Analyst · Dougherty & Company.

Okay, good deal. And then SG&A in the quarter jumped to that assuming some of that is a function of the higher revs, but can you just maybe break down that for us? And what is causing that jump? And is there a kind of a range we should expect moving forward?

Santiago Giraldo

Analyst · Dougherty & Company.

No. I mean, basically, the main contributor to SG&A increase and especially as a percentage of sales because you have some cost in there that are variables. So when you have this much higher sales, you are also going to have an incremental in nominal SG&A. But the one factor that contributed more than sales was land transportation in the U.S., which every other company is also seeing out there. José Manuel Daes: And we are going to observe that. We're shipping directly to the ports of North. We were shipping to Miami. And from Miami land to New York and to Washington and to Chicago. And now we have found a different route and next year the cost of transportation is a little bit lower.

David Burdick

Analyst · Dougherty & Company.

Okay. That's helpful, very helpful. And then my biggest surprise was upside on gross margins, jumping to nearly 36%. We haven't seen those levels in a while. Can you just kind of break down the details of this? And how much of this improvement is favorable pricing versus favorable mix?

Problems and tasks =
[1] In the earnings call excerpt, what factor contributed more than sales to the increase in SG&A?
[2] Can you reproduce the part of the earnings call excerpt that opens with the words containing "David Burdick" and closes with "versus favorable mix?"?
The listing comes from a separate source unrelated to the earnings call excerpt.

Material provided =
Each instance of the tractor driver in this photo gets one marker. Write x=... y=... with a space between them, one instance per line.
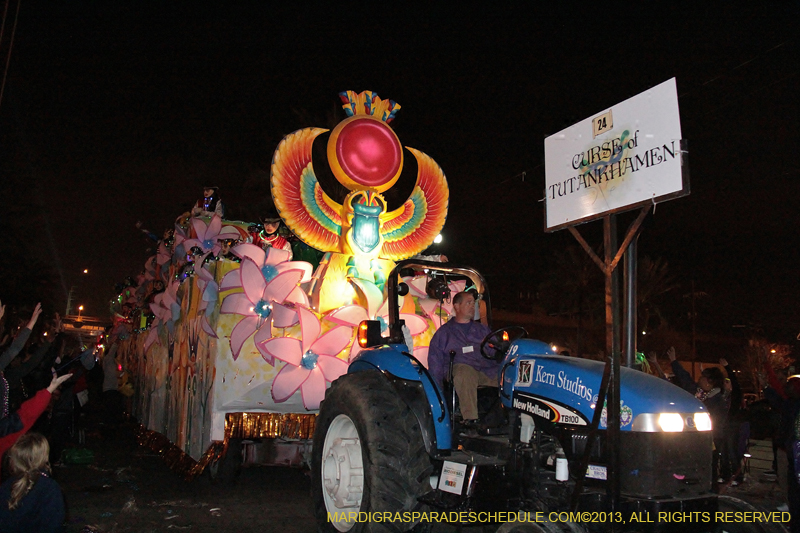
x=462 y=335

Replies =
[1] Land transportation in the U.S.

[2]
David Burdick

Analyst · Dougherty & Company.

Okay. That's helpful, very helpful. And then my biggest surprise was upside on gross margins, jumping to nearly 36%. We haven't seen those levels in a while. Can you just kind of break down the details of this? And how much of this improvement is favorable pricing versus favorable mix?